Records shown =>
>> begin

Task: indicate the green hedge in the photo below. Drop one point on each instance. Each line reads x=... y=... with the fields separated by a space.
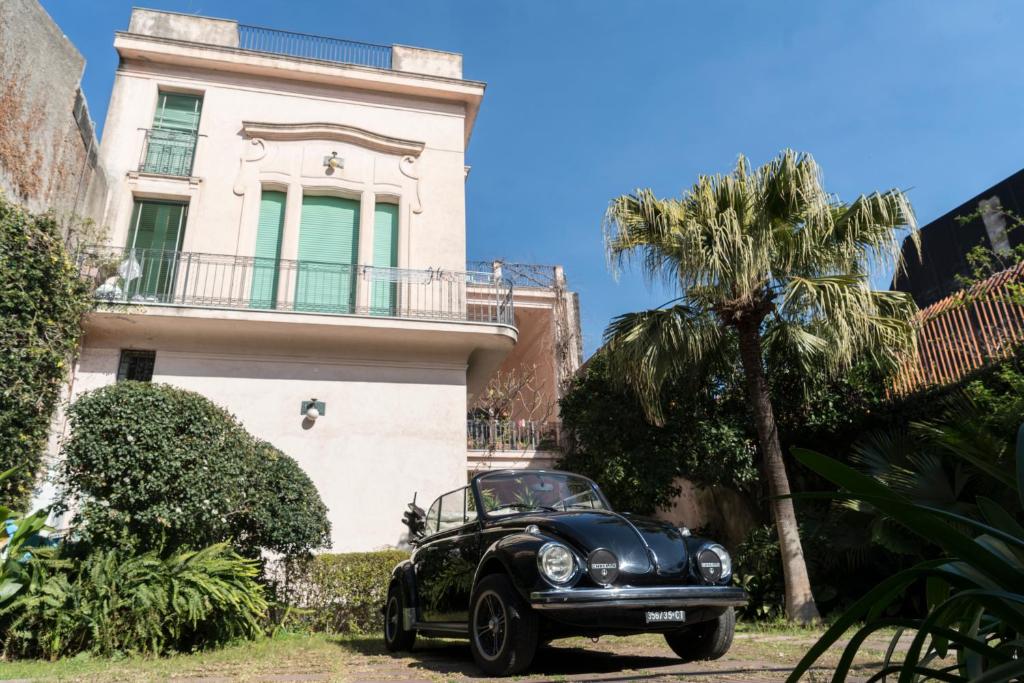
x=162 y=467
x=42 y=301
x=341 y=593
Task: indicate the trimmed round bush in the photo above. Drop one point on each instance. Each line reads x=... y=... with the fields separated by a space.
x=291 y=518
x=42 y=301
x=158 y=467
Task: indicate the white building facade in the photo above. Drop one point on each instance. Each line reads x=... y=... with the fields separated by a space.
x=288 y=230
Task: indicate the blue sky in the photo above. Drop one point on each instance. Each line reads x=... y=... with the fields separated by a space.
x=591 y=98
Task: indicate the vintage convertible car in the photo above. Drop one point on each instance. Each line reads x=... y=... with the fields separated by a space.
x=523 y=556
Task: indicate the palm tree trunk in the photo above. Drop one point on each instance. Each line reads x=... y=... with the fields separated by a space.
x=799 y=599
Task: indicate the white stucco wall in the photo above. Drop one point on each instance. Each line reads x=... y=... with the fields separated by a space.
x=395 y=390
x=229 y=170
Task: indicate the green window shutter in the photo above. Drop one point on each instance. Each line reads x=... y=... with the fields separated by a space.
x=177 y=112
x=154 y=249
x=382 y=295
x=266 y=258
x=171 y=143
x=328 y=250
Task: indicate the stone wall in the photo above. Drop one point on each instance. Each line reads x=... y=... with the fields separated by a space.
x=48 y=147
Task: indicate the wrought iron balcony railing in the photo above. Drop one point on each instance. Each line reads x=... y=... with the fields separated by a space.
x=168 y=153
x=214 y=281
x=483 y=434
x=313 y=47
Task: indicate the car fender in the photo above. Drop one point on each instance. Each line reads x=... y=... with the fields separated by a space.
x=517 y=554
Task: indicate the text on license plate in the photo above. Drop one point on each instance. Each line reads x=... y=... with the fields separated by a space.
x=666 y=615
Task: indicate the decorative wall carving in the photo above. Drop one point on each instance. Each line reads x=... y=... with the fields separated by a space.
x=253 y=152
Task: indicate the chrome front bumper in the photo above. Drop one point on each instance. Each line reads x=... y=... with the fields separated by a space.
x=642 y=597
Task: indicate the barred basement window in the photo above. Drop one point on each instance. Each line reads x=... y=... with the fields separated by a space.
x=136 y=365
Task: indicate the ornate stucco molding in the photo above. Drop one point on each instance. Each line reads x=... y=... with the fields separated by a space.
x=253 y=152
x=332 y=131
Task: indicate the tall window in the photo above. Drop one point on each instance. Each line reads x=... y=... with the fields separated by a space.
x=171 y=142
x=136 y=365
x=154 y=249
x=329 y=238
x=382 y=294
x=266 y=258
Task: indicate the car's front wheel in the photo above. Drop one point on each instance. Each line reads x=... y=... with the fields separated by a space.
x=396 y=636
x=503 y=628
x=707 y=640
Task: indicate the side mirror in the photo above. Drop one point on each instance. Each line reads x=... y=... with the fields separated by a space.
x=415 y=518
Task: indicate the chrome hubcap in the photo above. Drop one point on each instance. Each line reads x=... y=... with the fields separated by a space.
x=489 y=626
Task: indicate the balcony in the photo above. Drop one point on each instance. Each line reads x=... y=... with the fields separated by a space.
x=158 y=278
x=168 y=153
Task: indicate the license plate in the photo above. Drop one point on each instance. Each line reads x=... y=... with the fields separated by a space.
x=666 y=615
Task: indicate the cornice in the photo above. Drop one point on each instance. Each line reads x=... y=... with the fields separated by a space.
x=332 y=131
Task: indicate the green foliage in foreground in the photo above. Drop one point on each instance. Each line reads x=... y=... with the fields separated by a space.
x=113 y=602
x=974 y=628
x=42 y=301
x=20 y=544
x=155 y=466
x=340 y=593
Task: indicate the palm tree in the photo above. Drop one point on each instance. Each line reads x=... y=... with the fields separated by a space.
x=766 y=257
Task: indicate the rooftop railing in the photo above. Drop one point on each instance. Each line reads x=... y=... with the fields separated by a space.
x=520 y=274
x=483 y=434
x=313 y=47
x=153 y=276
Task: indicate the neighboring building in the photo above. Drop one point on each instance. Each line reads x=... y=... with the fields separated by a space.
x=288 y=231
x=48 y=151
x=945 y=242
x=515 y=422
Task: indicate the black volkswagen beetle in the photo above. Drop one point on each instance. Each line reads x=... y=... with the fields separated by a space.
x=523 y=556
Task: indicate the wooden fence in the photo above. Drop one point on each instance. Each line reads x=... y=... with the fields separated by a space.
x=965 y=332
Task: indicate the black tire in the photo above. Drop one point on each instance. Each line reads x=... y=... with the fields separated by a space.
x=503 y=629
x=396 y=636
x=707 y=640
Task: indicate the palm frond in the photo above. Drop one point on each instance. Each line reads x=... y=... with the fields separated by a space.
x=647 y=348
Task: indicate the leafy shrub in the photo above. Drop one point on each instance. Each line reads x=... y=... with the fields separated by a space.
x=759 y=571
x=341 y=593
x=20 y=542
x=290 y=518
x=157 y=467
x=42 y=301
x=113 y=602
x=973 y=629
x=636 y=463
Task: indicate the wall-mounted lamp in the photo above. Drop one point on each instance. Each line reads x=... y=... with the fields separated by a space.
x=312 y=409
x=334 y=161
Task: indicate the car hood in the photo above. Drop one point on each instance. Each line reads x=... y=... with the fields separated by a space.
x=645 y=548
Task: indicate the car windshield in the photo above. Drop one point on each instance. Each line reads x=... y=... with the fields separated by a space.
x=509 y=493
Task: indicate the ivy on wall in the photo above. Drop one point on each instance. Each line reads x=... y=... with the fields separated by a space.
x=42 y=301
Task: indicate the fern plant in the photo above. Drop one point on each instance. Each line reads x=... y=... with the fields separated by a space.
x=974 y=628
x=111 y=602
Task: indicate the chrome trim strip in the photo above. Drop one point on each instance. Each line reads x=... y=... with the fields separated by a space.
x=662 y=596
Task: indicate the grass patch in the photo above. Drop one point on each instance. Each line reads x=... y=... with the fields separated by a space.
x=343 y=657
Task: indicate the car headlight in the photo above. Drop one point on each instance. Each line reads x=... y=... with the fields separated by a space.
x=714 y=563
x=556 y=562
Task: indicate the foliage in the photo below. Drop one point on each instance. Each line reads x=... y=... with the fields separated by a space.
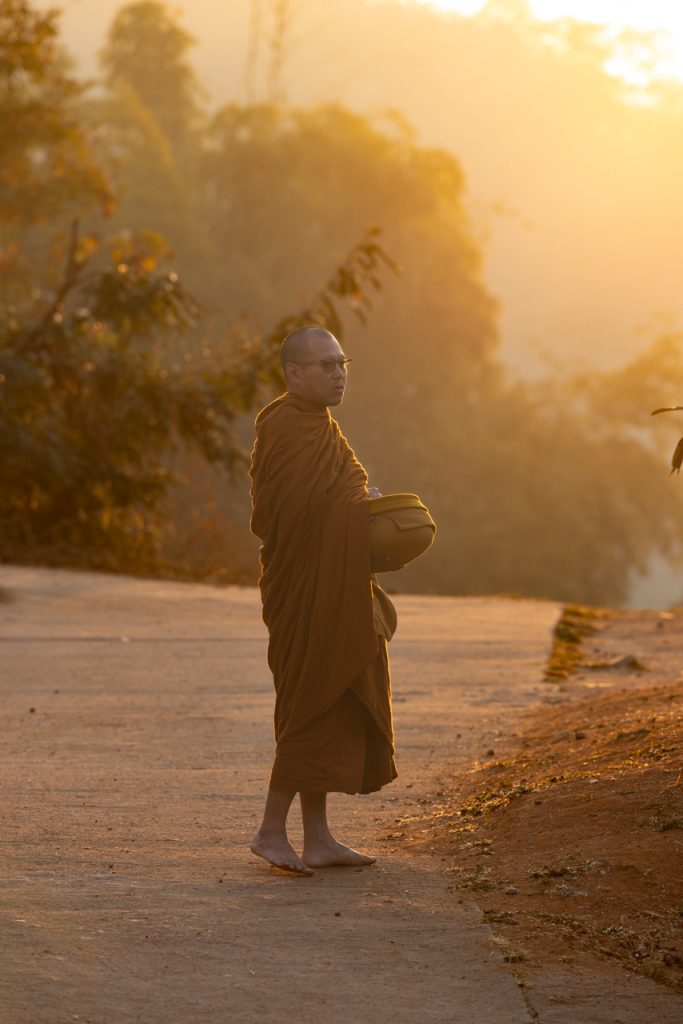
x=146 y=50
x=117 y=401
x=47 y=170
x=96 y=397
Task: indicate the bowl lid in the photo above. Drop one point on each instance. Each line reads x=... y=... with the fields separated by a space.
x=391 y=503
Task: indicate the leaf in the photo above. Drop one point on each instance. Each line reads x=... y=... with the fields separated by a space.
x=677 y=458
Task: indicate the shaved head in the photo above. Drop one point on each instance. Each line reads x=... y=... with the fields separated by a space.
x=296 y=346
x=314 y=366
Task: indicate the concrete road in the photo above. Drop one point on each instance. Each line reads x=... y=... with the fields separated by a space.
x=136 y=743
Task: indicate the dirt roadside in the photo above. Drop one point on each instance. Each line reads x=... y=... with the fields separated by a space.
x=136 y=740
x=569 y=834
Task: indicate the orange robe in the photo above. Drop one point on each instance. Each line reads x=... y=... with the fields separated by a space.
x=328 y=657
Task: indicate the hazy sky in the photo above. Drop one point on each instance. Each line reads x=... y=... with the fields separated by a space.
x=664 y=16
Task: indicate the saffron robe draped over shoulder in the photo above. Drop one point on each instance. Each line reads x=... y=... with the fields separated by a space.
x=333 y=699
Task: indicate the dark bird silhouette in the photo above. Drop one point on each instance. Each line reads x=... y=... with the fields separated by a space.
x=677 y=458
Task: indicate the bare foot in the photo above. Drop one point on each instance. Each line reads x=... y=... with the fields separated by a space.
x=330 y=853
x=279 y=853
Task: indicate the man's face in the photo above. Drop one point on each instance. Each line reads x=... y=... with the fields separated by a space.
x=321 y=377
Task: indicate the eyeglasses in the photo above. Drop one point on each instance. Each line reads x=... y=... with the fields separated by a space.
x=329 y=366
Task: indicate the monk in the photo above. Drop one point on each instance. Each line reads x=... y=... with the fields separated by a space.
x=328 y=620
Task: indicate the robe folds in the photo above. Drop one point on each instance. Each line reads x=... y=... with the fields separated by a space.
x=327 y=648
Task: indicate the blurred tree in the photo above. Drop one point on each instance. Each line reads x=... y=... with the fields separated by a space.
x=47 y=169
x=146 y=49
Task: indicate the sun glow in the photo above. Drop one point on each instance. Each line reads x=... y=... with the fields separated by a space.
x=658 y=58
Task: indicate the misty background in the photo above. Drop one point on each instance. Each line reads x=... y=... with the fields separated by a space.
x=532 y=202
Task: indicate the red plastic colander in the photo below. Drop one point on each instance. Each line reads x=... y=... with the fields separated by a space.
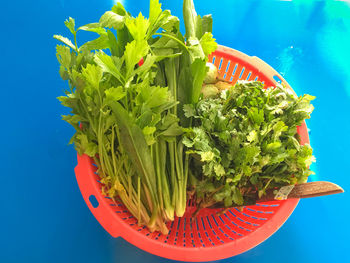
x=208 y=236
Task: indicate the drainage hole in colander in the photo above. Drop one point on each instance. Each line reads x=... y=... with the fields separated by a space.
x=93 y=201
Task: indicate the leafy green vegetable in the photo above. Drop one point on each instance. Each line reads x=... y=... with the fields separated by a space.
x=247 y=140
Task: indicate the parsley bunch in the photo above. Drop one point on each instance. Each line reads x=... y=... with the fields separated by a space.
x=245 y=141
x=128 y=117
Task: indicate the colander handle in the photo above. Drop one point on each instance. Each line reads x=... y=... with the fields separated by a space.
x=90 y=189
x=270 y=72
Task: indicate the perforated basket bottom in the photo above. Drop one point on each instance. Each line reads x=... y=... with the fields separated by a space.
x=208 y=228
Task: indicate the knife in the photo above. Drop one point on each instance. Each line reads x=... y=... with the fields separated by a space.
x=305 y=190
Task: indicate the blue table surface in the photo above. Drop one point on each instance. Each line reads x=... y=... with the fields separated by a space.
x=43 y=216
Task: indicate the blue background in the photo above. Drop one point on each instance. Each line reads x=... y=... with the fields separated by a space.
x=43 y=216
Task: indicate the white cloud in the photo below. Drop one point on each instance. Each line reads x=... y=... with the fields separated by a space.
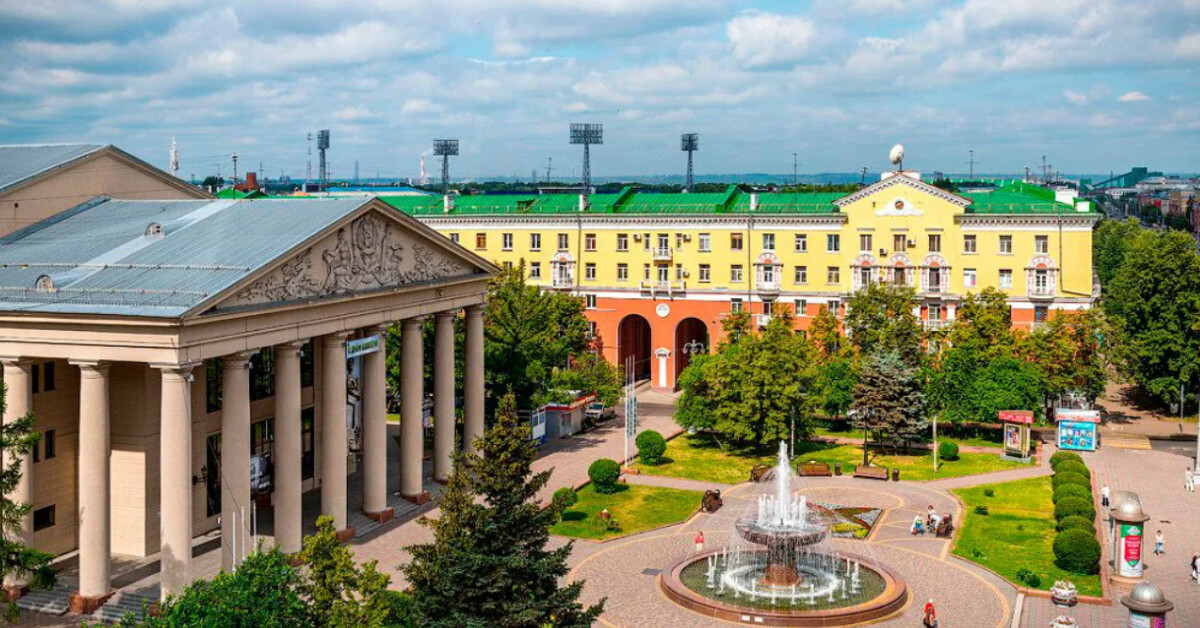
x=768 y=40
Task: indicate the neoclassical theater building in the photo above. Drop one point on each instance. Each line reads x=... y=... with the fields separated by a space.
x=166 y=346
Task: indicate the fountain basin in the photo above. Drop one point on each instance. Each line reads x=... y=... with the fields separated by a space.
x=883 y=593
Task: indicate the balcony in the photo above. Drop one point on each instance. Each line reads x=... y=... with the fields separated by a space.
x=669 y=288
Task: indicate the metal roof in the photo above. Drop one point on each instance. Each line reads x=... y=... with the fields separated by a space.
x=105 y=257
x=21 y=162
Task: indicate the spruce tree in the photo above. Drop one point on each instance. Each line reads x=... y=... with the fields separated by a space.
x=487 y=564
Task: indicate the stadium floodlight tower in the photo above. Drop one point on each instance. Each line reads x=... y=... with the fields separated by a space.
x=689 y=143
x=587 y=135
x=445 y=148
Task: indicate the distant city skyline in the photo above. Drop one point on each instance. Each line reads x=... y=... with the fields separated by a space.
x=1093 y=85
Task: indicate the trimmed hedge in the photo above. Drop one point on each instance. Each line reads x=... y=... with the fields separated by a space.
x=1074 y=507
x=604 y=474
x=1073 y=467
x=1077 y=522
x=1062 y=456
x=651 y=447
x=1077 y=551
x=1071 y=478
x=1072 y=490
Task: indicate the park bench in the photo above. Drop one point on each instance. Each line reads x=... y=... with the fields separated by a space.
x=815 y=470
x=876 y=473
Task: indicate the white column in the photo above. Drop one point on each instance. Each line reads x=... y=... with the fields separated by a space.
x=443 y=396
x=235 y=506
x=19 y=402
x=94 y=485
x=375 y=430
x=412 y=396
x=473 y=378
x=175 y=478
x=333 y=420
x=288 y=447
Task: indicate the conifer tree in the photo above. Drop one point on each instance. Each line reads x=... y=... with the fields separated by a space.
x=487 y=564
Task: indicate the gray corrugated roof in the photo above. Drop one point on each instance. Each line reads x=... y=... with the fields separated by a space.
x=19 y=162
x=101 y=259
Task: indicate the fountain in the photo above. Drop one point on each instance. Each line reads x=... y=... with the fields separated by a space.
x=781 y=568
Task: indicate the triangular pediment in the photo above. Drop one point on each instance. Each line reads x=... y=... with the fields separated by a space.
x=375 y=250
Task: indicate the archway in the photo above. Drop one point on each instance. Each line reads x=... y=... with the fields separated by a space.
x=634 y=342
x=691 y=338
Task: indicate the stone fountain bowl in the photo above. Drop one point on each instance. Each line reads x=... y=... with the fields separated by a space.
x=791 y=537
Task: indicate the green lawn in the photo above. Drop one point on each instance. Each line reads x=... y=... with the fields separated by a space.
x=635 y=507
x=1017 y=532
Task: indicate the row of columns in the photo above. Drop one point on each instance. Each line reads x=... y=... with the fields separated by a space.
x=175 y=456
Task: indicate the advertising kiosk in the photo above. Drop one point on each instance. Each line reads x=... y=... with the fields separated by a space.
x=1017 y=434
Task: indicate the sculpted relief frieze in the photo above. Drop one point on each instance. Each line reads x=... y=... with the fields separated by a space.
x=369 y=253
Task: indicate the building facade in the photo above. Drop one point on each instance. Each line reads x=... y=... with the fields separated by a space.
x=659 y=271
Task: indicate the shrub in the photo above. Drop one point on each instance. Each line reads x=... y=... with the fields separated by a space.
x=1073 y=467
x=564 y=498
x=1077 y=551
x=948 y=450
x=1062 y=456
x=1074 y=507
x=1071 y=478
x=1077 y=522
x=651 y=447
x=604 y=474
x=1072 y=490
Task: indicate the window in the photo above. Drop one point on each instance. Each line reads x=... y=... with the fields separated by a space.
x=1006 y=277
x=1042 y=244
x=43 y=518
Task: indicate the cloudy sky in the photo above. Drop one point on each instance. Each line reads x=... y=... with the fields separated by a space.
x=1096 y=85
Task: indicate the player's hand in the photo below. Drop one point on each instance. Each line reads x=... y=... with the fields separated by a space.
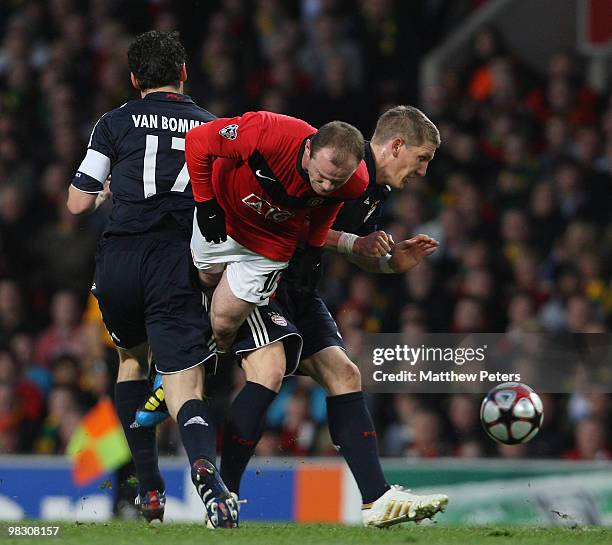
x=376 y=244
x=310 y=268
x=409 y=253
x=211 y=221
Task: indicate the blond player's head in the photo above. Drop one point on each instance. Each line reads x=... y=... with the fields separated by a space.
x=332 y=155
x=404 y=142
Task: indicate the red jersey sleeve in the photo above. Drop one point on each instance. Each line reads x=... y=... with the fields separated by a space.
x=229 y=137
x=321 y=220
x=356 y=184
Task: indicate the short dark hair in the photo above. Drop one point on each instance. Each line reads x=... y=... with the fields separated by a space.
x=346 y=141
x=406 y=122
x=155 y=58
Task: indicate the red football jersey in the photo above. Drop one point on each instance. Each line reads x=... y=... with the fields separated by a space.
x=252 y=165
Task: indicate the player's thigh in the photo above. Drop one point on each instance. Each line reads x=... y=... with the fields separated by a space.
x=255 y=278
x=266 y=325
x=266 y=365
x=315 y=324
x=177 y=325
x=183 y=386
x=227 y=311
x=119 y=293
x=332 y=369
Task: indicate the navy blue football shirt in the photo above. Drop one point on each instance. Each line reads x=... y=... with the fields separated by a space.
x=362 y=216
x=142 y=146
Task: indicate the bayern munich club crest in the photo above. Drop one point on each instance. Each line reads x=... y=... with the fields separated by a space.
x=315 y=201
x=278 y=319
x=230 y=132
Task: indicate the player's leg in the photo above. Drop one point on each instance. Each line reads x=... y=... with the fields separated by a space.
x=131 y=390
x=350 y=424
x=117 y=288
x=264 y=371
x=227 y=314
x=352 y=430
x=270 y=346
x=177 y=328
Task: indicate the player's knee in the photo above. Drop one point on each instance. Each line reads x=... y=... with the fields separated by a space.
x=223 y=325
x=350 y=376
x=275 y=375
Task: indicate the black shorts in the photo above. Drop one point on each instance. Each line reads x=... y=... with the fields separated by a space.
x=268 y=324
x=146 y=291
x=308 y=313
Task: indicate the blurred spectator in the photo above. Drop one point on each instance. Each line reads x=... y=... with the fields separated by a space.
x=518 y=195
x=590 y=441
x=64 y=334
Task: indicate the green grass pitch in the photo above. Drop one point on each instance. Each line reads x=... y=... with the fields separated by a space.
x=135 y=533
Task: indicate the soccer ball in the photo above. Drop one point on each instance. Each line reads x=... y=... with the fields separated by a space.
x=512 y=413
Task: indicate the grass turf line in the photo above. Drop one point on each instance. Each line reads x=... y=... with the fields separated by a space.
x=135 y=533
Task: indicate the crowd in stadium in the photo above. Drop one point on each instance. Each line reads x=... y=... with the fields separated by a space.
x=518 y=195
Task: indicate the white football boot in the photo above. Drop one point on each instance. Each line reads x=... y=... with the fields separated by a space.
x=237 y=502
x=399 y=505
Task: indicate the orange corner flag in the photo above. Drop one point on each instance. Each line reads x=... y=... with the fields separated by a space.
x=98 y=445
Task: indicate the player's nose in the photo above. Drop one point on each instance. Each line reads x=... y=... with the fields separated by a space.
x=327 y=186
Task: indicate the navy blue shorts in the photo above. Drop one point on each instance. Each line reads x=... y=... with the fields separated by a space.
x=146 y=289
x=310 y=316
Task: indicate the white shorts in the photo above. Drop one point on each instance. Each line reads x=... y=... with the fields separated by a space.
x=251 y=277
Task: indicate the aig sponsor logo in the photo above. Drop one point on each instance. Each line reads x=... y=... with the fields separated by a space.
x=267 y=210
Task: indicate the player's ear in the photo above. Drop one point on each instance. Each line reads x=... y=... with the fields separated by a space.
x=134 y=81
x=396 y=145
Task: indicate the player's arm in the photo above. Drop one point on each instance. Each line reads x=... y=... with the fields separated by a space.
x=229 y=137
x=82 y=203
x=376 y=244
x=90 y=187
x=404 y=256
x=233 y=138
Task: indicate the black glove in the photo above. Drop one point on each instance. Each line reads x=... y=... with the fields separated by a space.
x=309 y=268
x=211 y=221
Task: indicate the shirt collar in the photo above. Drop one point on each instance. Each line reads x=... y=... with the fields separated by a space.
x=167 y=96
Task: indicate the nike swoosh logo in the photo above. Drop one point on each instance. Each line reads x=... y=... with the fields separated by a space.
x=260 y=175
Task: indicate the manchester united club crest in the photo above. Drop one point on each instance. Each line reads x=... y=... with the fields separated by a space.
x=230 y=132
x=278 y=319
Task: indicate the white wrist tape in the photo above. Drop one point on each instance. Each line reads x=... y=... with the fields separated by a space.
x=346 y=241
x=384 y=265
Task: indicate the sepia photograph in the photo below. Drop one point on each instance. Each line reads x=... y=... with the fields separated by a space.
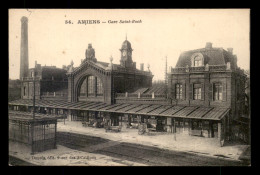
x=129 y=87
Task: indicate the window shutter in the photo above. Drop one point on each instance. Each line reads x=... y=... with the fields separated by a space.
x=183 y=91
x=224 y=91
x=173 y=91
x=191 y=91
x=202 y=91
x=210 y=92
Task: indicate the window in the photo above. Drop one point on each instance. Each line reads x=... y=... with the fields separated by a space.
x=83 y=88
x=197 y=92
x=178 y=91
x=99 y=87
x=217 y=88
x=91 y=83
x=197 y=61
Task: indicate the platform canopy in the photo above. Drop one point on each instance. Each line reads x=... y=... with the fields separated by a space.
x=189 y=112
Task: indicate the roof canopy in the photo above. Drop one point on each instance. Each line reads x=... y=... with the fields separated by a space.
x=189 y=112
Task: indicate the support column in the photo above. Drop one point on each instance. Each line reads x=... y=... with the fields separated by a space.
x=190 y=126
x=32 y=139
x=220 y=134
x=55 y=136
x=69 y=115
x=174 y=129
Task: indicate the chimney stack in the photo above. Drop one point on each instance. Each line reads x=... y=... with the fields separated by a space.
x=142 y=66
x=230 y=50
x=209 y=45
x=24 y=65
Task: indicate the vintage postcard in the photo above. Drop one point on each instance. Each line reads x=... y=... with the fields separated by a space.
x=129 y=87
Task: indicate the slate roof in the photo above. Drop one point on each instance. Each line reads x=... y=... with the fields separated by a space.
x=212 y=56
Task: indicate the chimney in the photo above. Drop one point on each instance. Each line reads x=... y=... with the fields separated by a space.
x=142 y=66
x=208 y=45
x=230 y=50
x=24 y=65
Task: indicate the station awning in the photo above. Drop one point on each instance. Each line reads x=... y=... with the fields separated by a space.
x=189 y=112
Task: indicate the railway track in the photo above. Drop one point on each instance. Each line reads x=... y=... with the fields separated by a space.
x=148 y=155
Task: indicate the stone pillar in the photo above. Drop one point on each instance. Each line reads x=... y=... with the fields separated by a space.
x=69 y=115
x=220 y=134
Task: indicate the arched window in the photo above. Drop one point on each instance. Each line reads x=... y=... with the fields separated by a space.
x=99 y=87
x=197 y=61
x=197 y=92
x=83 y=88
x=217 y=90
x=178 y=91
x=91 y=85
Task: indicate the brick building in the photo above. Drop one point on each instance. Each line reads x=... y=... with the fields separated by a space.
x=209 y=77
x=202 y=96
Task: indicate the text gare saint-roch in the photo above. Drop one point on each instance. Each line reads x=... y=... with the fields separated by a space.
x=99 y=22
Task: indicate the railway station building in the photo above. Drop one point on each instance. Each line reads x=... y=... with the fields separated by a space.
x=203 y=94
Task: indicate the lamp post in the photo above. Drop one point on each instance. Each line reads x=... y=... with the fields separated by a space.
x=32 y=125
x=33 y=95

>> end

Do this => Render the items from the beginning through the line containing "x=158 y=467", inclusive, as a numbered list, omitting blank lines and the pictures.

Task result =>
1. Task: indicate the green hedge in the photo below. Drop one point on each instance. Each line reads x=... y=... with the fields separated by a space.
2. x=162 y=467
3. x=42 y=301
4. x=341 y=593
5. Task: indicate the trimmed round bush in the photo above. Drop one point on each instance. Each line reads x=... y=... with the fields separated by a space.
6. x=291 y=518
7. x=42 y=301
8. x=158 y=467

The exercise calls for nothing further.